---------- DATA ROWS

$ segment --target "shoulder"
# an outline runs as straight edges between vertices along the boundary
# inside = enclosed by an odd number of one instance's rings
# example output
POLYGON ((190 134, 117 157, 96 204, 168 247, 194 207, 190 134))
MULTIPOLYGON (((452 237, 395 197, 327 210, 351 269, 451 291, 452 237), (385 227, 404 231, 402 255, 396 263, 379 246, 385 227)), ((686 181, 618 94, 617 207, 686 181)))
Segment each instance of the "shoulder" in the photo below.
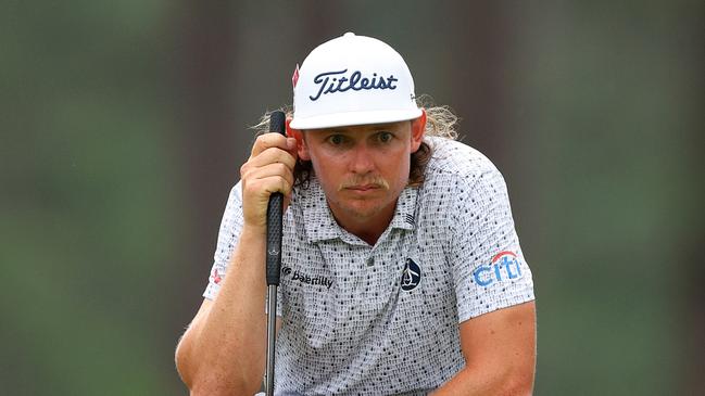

--------------------

Format every line of the rows above as a JSON list of strings, one string per line and no blank lines. Omit the pictures.

[
  "$ segment --target \"shoulder\"",
  "# an outline runs as straight edges between vertices along the boundary",
  "# inside = enclosed by an odd number of one instance's rings",
  "# example output",
  "POLYGON ((190 134, 117 157, 96 204, 168 247, 194 207, 190 134))",
  "MULTIPOLYGON (((452 237, 395 197, 327 210, 351 269, 451 291, 452 237), (385 227, 404 231, 402 255, 396 263, 379 246, 385 227)), ((686 181, 618 94, 617 207, 686 181)))",
  "Segment each instance of the \"shoulder\" in the photo below."
]